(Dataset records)
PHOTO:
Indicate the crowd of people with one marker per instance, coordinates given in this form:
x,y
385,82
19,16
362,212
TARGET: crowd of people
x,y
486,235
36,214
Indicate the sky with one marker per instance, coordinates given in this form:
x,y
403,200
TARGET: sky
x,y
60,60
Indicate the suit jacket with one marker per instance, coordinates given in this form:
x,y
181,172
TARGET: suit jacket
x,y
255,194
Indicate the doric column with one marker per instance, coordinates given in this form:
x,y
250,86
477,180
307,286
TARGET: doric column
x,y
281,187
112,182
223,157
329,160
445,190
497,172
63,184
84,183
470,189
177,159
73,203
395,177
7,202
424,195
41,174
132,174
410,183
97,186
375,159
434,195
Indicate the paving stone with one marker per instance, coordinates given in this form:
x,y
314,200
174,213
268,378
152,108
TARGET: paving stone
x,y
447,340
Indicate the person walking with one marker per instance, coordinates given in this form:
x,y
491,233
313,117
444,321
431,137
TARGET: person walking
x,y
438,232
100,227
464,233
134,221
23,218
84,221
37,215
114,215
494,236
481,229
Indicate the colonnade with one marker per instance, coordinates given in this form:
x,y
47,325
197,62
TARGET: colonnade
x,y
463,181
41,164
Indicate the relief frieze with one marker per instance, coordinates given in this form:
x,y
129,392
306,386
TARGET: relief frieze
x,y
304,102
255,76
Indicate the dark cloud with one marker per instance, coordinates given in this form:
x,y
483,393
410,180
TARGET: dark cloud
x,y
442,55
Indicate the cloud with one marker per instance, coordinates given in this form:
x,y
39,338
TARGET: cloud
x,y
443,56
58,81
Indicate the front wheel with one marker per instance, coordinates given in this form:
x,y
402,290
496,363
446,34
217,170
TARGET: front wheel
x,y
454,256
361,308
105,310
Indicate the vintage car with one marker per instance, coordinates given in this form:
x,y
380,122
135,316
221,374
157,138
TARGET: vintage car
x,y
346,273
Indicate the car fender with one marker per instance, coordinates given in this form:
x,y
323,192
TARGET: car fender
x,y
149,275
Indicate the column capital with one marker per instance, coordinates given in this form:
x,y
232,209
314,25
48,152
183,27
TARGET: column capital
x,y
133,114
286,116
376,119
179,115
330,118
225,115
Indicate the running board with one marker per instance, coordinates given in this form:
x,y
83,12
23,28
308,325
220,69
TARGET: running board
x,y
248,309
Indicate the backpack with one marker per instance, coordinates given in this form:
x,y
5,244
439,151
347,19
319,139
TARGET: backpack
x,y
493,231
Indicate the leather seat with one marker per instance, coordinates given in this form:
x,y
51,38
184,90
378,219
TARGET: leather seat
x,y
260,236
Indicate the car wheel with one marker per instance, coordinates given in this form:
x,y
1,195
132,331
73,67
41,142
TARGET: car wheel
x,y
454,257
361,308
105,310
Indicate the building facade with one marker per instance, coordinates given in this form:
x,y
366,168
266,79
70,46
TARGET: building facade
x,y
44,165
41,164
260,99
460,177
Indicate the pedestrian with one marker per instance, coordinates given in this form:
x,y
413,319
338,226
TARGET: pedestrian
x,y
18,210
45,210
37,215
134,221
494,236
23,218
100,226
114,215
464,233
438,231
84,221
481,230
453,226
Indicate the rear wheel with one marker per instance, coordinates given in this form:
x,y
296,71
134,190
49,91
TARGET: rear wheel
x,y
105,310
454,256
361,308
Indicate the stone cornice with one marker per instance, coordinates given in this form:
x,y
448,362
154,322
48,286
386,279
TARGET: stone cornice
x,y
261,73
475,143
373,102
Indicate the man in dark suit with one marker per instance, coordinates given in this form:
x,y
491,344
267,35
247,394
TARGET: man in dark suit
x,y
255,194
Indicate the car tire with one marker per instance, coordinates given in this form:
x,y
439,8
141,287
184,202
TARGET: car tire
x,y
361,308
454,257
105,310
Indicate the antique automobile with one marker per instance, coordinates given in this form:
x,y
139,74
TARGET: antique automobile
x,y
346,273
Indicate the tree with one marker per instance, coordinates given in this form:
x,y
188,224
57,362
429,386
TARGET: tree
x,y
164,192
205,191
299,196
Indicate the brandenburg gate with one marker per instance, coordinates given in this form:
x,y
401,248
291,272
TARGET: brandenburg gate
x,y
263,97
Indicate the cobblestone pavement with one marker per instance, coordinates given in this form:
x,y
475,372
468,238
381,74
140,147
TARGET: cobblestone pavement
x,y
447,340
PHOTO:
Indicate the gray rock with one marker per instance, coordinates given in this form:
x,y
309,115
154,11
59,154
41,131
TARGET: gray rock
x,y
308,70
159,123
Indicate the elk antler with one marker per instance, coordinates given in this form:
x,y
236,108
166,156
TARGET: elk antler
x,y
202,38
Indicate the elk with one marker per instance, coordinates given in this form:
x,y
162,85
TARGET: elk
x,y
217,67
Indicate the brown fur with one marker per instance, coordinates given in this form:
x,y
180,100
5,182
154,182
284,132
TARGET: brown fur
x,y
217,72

■ Set problem ■
Return all of the data above, reproducing every line without a single change.

■ Task output ■
PHOTO:
Indicate the crowd of people with one marker per instance, coordinates given in this form:
x,y
385,82
19,16
362,212
TARGET: crowd of people
x,y
486,235
36,214
Indicate the sky with one marker per instance, coordinates given in this form:
x,y
403,200
TARGET: sky
x,y
60,60
Indicate the suit jacket with one marker per instance, coordinates given in this form:
x,y
181,172
TARGET: suit jacket
x,y
255,194
Indicate the doric column with one marker per instance, coordinates given in this form:
x,y
250,86
477,180
307,286
TARGET: doric column
x,y
281,187
112,182
223,157
329,160
445,190
497,172
63,184
84,183
470,189
177,159
73,203
395,177
7,202
424,195
41,174
132,174
410,183
97,186
375,159
434,195
Indicate the paving stone with one marker per instance, coordinates given in this form:
x,y
314,200
174,213
268,378
152,108
TARGET: paving stone
x,y
447,340
Indicate the person walking with one marker per instance, coordinates given in this form:
x,y
491,233
313,117
444,321
431,137
TARGET: person walking
x,y
438,232
100,227
464,233
134,221
23,218
84,221
37,215
114,215
494,236
481,229
Indicate the colonnade with one marker per instance, coordinates given in this form:
x,y
47,325
197,62
TARGET: colonnade
x,y
463,181
41,164
Indicate the relief frieze with one marker per instance, coordinates given in this form:
x,y
129,392
306,386
TARGET: relief frieze
x,y
304,102
255,76
Indicate the dark cloud with one marker per instance, coordinates given in this form:
x,y
483,393
410,180
TARGET: dark cloud
x,y
442,55
Indicate the cloud with one marker per instance, coordinates given in this form:
x,y
39,338
TARGET: cloud
x,y
443,56
58,81
Indicate the front wheel with one marker per instance, coordinates given in this form:
x,y
402,290
496,363
446,34
217,170
TARGET: front wheel
x,y
454,256
361,308
105,310
Indicate the vintage car with one marker per instance, coordinates given in this form:
x,y
380,122
135,316
221,374
157,138
TARGET: vintage car
x,y
346,273
Indicate the car fender with one marker per instance, coordinates given in this form:
x,y
323,192
TARGET: car fender
x,y
149,275
Indicate the column capital with one marker per instance, coordinates given in this form:
x,y
232,209
314,25
48,152
183,27
TARGET: column capital
x,y
133,114
286,116
376,119
179,115
330,118
225,115
Indicate the running board with one marker per instance, coordinates given in this form:
x,y
83,12
23,28
308,325
220,69
TARGET: running board
x,y
248,309
Indicate the backpack with one marker per instance, coordinates given in this form:
x,y
5,244
439,151
347,19
319,139
TARGET: backpack
x,y
493,231
Indicate the leather seat with one marker per instance, coordinates given in this form:
x,y
51,38
184,90
378,219
TARGET: leather seat
x,y
260,236
Indicate the car wheel with one marker per instance, coordinates given in this form:
x,y
1,195
132,331
73,67
41,142
TARGET: car wheel
x,y
454,257
361,308
105,310
Indicate the building facade with one marker per instance, coordinates given in this form:
x,y
366,168
266,79
70,46
TARGET: building facade
x,y
44,165
41,164
260,99
460,177
Indicate the pedestrian with one marker per instance, coordinates given in this form:
x,y
413,319
338,226
TARGET: pedestrian
x,y
18,210
45,210
37,215
134,221
494,236
23,218
100,226
114,215
464,233
438,231
84,221
481,230
453,226
Indicate the rear wheel with one marker per instance, coordinates given in this form:
x,y
296,71
134,190
49,91
TARGET: rear wheel
x,y
105,310
454,256
361,308
Indicate the stone cornice with one marker per instance, coordinates given in this form:
x,y
448,362
154,322
48,286
386,279
TARGET: stone cornice
x,y
261,73
475,143
373,102
Indicate the man in dark suit with one marker per instance, coordinates given in this form:
x,y
491,344
267,35
247,394
TARGET: man in dark suit
x,y
255,194
Indicate the car tire with one marker per instance, coordinates given in this form:
x,y
439,8
141,287
184,202
TARGET: car tire
x,y
361,308
454,257
105,310
Indicate the antique automobile with one marker per instance, coordinates given in this form:
x,y
139,74
TARGET: antique automobile
x,y
346,273
Indicate the tree with one marker per instance, coordinates given in this form:
x,y
188,224
57,362
429,386
TARGET: tree
x,y
164,192
205,191
299,196
Indicate the brandenburg gate with one marker per instance, coordinates given in this form:
x,y
401,248
291,272
TARGET: brandenburg gate
x,y
263,97
Indicate the cobblestone pavement with one marker per instance, coordinates given in this form:
x,y
475,372
468,238
381,74
140,147
TARGET: cobblestone pavement
x,y
447,340
PHOTO:
Indicate the gray rock with one marker per instance, coordinates given in this form:
x,y
309,115
154,11
59,154
41,131
TARGET: gray rock
x,y
308,70
159,123
Indicate the elk antler with one marker per instance, coordinates given in this form:
x,y
236,108
166,156
TARGET: elk antler
x,y
202,38
Indicate the elk with one marker per instance, coordinates given in this form:
x,y
162,85
TARGET: elk
x,y
217,67
Indicate the brown fur with one marker per instance, coordinates given in this form:
x,y
180,100
5,182
154,182
284,132
TARGET: brown fur
x,y
217,72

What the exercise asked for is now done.